◆ **Problem statement**
Each entry has to be copied exactly, with nothing missed.
Records for the exercise Block Start
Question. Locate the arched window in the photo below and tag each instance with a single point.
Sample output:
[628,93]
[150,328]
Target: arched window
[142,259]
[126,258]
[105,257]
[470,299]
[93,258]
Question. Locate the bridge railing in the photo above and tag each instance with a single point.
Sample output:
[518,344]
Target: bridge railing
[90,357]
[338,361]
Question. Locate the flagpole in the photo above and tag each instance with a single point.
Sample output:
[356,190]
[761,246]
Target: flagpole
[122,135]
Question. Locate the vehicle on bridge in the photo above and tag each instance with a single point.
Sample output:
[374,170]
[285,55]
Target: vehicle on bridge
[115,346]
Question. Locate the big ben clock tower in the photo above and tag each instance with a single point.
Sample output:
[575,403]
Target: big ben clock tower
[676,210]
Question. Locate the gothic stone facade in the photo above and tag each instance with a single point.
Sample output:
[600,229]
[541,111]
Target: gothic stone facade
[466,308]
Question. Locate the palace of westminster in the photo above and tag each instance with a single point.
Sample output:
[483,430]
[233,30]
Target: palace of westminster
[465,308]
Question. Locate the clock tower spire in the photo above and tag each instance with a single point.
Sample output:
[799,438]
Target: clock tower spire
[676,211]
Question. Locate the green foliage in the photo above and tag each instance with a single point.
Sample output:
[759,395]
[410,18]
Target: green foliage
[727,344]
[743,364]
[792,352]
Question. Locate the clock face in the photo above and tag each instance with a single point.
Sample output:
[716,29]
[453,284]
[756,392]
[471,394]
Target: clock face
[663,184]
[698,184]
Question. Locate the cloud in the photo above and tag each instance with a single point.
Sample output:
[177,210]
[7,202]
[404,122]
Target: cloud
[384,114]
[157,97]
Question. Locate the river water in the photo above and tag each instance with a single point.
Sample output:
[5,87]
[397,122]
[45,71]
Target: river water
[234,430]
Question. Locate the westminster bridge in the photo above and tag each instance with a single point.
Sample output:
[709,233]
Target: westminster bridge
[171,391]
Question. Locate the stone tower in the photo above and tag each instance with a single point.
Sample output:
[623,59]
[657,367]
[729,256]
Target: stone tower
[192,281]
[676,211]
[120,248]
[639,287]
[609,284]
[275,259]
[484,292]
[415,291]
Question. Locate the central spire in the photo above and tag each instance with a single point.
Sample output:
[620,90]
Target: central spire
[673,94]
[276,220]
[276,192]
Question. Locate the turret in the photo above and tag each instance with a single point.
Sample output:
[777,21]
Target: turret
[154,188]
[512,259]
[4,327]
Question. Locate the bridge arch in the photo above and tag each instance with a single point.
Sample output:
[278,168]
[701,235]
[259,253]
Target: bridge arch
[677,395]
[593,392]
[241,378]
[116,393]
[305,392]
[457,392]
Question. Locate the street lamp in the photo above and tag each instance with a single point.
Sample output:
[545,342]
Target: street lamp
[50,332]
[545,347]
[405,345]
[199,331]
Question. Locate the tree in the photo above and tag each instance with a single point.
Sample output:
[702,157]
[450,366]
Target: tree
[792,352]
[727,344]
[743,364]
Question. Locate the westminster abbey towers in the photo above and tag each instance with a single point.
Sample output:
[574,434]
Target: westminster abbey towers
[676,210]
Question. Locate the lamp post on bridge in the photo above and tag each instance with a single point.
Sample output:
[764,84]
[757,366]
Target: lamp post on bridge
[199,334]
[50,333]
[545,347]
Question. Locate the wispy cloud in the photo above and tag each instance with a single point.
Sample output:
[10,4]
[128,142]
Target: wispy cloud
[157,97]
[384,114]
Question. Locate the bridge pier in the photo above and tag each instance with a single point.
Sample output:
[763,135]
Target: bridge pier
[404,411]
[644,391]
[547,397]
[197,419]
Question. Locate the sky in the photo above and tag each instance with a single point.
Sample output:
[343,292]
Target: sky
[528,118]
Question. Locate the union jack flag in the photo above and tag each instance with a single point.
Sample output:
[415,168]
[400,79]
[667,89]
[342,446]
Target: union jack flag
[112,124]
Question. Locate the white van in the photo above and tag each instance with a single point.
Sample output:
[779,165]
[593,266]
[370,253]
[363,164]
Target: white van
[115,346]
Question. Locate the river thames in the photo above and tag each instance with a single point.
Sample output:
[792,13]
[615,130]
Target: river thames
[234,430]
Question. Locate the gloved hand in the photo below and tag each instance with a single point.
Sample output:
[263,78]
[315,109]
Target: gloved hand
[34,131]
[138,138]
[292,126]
Records for the exercise Block End
◆ **Task output**
Question. Locate the arched window in the photo below and tag each instance with a single point.
Sample output:
[628,93]
[150,328]
Target: arched window
[142,259]
[126,258]
[105,257]
[470,299]
[93,258]
Question. Locate the bridge railing in the photo above and tag each instance with a single point.
Sample output:
[518,344]
Target: bridge railing
[90,357]
[338,361]
Question. Locate the flagpole in the photo above and tag each instance with a single point.
Sample output:
[356,190]
[761,246]
Target: flagpole
[122,135]
Question. Locate the vehicle on bridge in the photo above and tag each instance with a single point.
Sample output:
[374,170]
[285,55]
Target: vehicle on bridge
[115,346]
Question. Locate the big ben clock tower in the photo above and tag each instance with a single point.
Sample output:
[575,403]
Target: big ben clock tower
[676,210]
Question. Locate the gothic stone facade in the photo above and tag each instance with a single point.
Sample output:
[600,229]
[541,111]
Target: gothic stone facade
[466,308]
Question. Locate the palace of westminster in the photo above and tag each instance with a single point.
Sample output:
[483,430]
[233,30]
Target: palace of westminster
[465,308]
Question. Locate the clock tower spire in the photo above and tag each instance with a single point.
Sample output:
[799,438]
Target: clock tower spire
[676,211]
Question. Locate the green foliage in the photo above and tag each instance with a single point.
Sample output:
[759,395]
[410,18]
Target: green foliage
[727,344]
[743,364]
[792,352]
Question. Locate the clock face in the photo above and tag each instance with a single point.
Sample output:
[716,29]
[453,284]
[756,392]
[471,394]
Target: clock face
[663,184]
[698,184]
Question. Locate the cloud in the photo above and tag each instance with a single point.
Sample output:
[177,210]
[7,202]
[404,122]
Target: cloud
[384,114]
[157,97]
Question. Locate the river water in the photo above and tag each instance with a single point.
Sample output:
[5,87]
[397,122]
[45,71]
Target: river water
[234,430]
Question. Locate the westminster bridge in the photo above and tag each instance with a single point.
Sample output:
[709,233]
Target: westminster bridge
[171,391]
Question. Locate the stone tower in the photo above and tag each instance with a single point.
Sample output:
[623,59]
[657,367]
[729,256]
Target: stone tower
[192,281]
[676,211]
[120,248]
[639,287]
[609,284]
[275,259]
[484,292]
[415,291]
Question. Locate the central spire in the photo above and tag each instance with a single point.
Sample output:
[620,90]
Target: central spire
[673,94]
[276,220]
[276,192]
Question. Locate the turret in the photo above and tag each instance with a single point.
Sample output:
[777,21]
Target: turret
[154,188]
[512,259]
[4,327]
Question. Locate the bridge arch in the photo above and tag each instance with a single point.
Sample output:
[278,168]
[701,235]
[259,253]
Target: bridge arch
[677,395]
[593,392]
[241,378]
[116,393]
[305,392]
[457,392]
Question. Locate the street lamp in the photo above and tag each instance with a single point.
Sample output:
[545,342]
Target: street lamp
[50,332]
[545,347]
[405,345]
[199,331]
Question. Locate the tree in the photo above and tag each instance with a single point.
Sample output:
[702,157]
[450,366]
Target: tree
[792,352]
[727,344]
[743,364]
Question. Locate the westminster abbey towers in the photo above and tag each instance with a single point.
Sample output:
[574,434]
Target: westminster abbey towers
[676,210]
Question. Locate the lamp post on bridge in the photo above and tag each instance with a single point.
Sample output:
[764,84]
[757,366]
Target: lamp post on bridge
[199,334]
[50,333]
[545,347]
Question. Locate the wispy cloud in the photo above and tag each instance with a single point.
Sample output:
[10,4]
[128,142]
Target: wispy cloud
[157,97]
[384,114]
Question. Locate the bridge pier in the photo above and tag each instance with a single point.
Sample output:
[763,135]
Target: bridge pier
[404,411]
[644,391]
[547,397]
[197,419]
Question. Locate the sky in the photo above and tag each instance with a single point.
Sample output:
[343,292]
Target: sky
[528,118]
Question. Locate the union jack flag in the photo above and tag each instance with a single point.
Sample output:
[415,168]
[400,79]
[667,89]
[342,446]
Target: union jack flag
[112,124]
Question. Locate the white van in the photo above and tag each instance with a single point.
Sample output:
[779,165]
[593,266]
[370,253]
[363,164]
Target: white van
[115,346]
Question. Locate the river thames in the photo above and tag each instance with a single point.
Sample output:
[792,13]
[615,130]
Target: river thames
[234,430]
Question. Locate the gloved hand in the photo below and tag each instance with a single point.
Sample output:
[263,78]
[315,109]
Target: gloved hand
[34,131]
[138,138]
[292,126]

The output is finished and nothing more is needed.